**Exercise directions:**
Everything in the records except the pictures needs to be printed again exactly.

=== Begin Enclosure ===

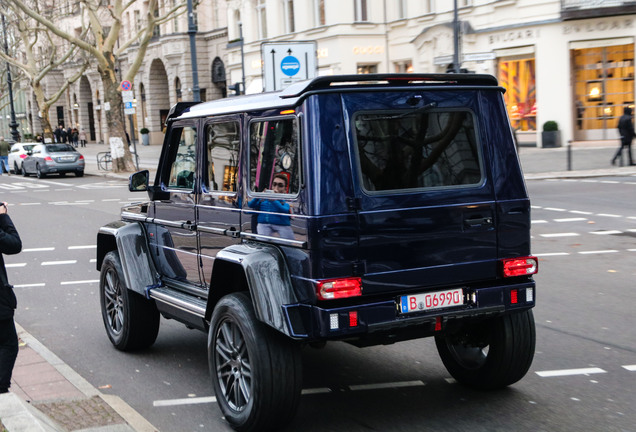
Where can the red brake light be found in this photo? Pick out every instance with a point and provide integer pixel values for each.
(522, 266)
(338, 288)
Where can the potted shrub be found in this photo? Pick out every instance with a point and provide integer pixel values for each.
(144, 136)
(551, 135)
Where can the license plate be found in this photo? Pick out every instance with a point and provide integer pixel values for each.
(433, 300)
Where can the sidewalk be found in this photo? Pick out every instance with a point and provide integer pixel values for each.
(48, 396)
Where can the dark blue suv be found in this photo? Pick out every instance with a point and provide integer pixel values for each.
(365, 208)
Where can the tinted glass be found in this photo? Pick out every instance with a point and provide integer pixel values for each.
(274, 152)
(222, 144)
(417, 150)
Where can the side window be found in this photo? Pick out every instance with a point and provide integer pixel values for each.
(222, 144)
(274, 152)
(182, 157)
(419, 150)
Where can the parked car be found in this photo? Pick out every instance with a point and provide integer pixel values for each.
(60, 158)
(369, 209)
(17, 154)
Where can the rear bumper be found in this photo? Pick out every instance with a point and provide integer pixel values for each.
(381, 320)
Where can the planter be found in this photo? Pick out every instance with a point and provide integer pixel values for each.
(551, 139)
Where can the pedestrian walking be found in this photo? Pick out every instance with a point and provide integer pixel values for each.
(5, 148)
(82, 138)
(626, 131)
(10, 243)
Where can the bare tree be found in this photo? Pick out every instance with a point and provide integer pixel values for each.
(99, 39)
(29, 36)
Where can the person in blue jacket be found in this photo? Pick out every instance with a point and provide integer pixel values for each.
(270, 221)
(10, 243)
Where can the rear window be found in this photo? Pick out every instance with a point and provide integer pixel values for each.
(417, 150)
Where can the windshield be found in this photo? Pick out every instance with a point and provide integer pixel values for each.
(57, 148)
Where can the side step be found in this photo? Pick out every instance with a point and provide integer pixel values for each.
(179, 300)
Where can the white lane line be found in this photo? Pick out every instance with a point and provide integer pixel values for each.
(570, 220)
(560, 235)
(316, 391)
(79, 282)
(59, 262)
(184, 401)
(569, 372)
(386, 385)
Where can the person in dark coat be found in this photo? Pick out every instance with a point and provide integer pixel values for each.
(626, 130)
(10, 243)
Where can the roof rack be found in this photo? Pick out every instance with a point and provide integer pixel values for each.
(330, 81)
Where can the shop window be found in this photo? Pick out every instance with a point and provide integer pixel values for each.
(518, 77)
(603, 85)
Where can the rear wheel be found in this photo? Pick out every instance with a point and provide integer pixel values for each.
(490, 354)
(256, 371)
(131, 321)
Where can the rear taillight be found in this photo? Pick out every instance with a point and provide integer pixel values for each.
(522, 266)
(331, 289)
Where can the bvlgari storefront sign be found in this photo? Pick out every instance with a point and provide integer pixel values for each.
(593, 26)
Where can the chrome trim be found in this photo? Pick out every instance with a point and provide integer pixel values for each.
(274, 240)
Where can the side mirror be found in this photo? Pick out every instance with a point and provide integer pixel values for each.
(138, 182)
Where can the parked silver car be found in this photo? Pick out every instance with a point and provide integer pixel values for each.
(44, 159)
(17, 154)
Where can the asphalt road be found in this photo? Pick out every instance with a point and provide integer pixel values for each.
(583, 377)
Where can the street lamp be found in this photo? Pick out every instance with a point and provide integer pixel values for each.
(13, 125)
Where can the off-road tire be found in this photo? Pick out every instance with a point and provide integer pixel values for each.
(256, 372)
(490, 354)
(131, 321)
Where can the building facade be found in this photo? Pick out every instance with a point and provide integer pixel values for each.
(569, 61)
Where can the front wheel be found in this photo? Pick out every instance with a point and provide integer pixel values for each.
(131, 321)
(256, 372)
(490, 354)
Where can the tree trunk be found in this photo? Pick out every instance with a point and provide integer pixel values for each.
(115, 121)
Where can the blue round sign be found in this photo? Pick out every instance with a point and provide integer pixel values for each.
(290, 65)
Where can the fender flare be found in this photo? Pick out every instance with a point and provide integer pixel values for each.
(130, 240)
(268, 280)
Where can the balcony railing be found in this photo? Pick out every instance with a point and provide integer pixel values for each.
(580, 9)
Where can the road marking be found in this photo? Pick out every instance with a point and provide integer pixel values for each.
(79, 282)
(569, 372)
(607, 232)
(184, 401)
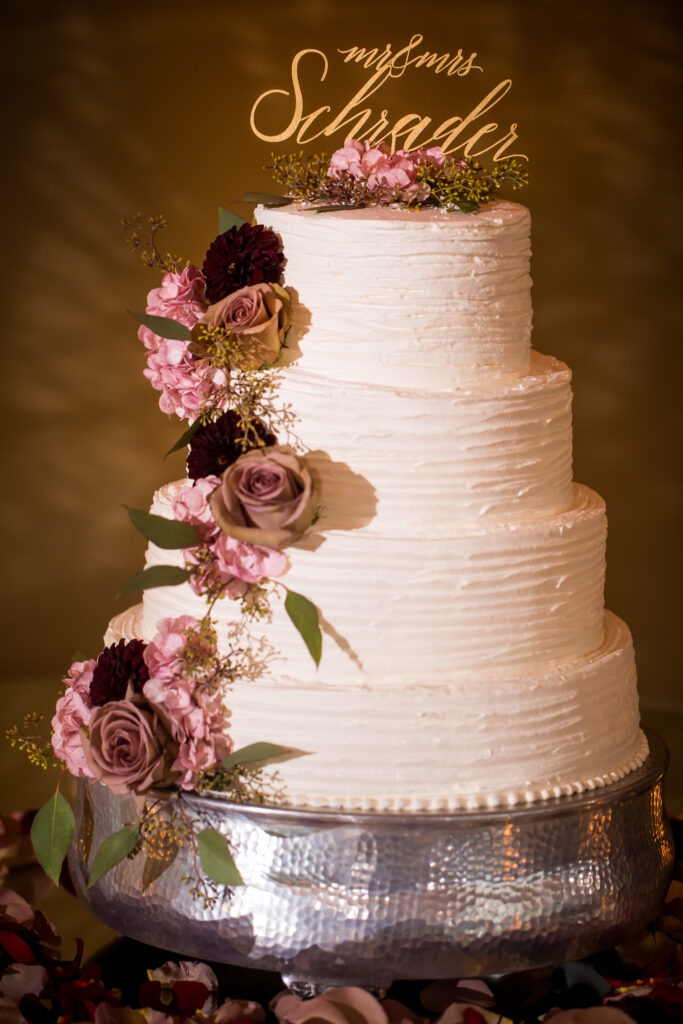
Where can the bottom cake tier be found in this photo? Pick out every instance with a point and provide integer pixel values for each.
(471, 739)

=== End Enclosure ===

**Result of this task:**
Where can the red brake light be found in this photo? Pick out every instance with a point and provide integer pixel values for each.
(522, 266)
(338, 288)
Where can the potted shrub be found in this photo? Pick out every instance with a point and provide integer pixel values for each.
(144, 136)
(551, 135)
Where can the license plate be found in this photo? Pick out every instance with a point and provide integer pixel values for each.
(433, 300)
Where can the sidewalk be found in this photo? Pick out every instance with a point and provide integer pixel values for each.
(48, 396)
Where can the dark blue suv be found in this photo? Pick out every instance with a point and provide integer pixel values for each.
(365, 208)
Where can the tinted glass be found in this photo? Pick out every instance with a point and provide integer pixel values for each.
(274, 152)
(222, 144)
(417, 150)
Where can the side window be found in this photo? Pick out every instance with a point and provide integer pixel values for each.
(222, 144)
(274, 152)
(182, 157)
(419, 150)
Where can the parked car be found in this photo? Pick out every instance with a point and provide integer pixel values for each.
(60, 158)
(369, 209)
(17, 154)
Where can the rear bumper be found in this photo? Pick out every instance with a point and provide integer pixel values for each.
(381, 320)
Where can the planter be found in this photo? Pick out every instance with a point and provide integer pixel values for each.
(551, 139)
Where can the pedestrian walking be found in this photo? Pick out every instance with a point and provide integer pixel values for each.
(5, 148)
(82, 138)
(626, 131)
(10, 243)
Where can the bare tree be found in this photo? Pick out every instance with a point and provide integer pixel values for each.
(99, 39)
(29, 36)
Where can the person in blue jacket be found in this photo? Pick out every instance with a point and provide integer pixel values for each.
(270, 221)
(10, 243)
Where can the rear window be found in this photo? Pick out every instance with a point and provide integer pixel values for each.
(417, 150)
Where can the windshield be found in this photo? Pick out every instance with a point and provide integer pixel values for each.
(57, 148)
Where can the side step be found in this photo? Pick out every instance with a point and provide integer pixel values for each.
(179, 300)
Where can the white lane line be found in this photo? Pick out every instance with a point and provide integer pixel values for each.
(570, 220)
(560, 235)
(316, 391)
(79, 282)
(59, 262)
(184, 401)
(569, 372)
(386, 385)
Where can the person in dark coat be found in this photo? Pick out every instance with a point and provide integer pixel values for each.
(626, 130)
(10, 243)
Where can the roof rack be found in this photo? Pick out every instance with a point and provide integer pixel values for each.
(330, 81)
Where can the shop window be found in this photo? Pick out every instance with a point and provide integer pixel values for each.
(518, 77)
(603, 85)
Where can the rear wheel be found in this photo? Pick out every instance with a point and provide integer pixel values for each.
(490, 354)
(256, 371)
(131, 321)
Where can the rear taillight be found in this photo? Pick out every instance with a point and provide integer pixel values for each.
(522, 266)
(331, 289)
Where can the bvlgari storefront sign be found in this photo? Pick out every instance with a point and provide integer pixel values for each.
(593, 26)
Where can the chrome trim be found in this photo? Pick out every instance with a point and provide integer pixel values for each.
(274, 240)
Where can the side mirror be found in this photo? Pick out every instance with a point and provide integer pixel values for each.
(138, 182)
Where can the parked silver car be found in this photo? Pick out every instance with a point and provide integer pixel values for each.
(44, 159)
(17, 154)
Where can the asphalt road be found in this photo? Pick out every instance with a point and provide integer pixel values for each.
(583, 377)
Where can the street lamp be found in this photo? Pick out every instance with a point and provide integer pixel values for each.
(13, 125)
Where can the off-road tire be found in this photo? Pick out every instance with a point and provide integer pixel values for each.
(256, 372)
(490, 354)
(131, 321)
Where can the building facade be found in this photo? Pick out every instance with a point and provide integer pixel values for each.
(569, 61)
Where can the front wheel be found in this photo? Pick out every instance with a point and provide integer pixel values for each.
(131, 321)
(256, 372)
(490, 354)
Where can the tree trunk be found in this photo? Pick out every instance with a point and provide integer pixel values for each.
(115, 121)
Where can the blue round sign be found in this photo? Pick out every instance with a point and provide integer pixel values for each.
(290, 65)
Where can the fender flare be found in this photo? Pick out every instance with a point and provide integer pixel values for each.
(130, 240)
(268, 280)
Where can the balcony railing be found in this photo? Pick out every instance with a point and provide integer pixel values for each.
(580, 9)
Where can the road marking be found in this photo? Pick out every instance with a point and provide integer pixel values for each.
(79, 282)
(569, 372)
(607, 232)
(184, 401)
Where can the bottom cake tier be found in this photo? Pick out every instance with a point and provide integer pixel values for each.
(471, 739)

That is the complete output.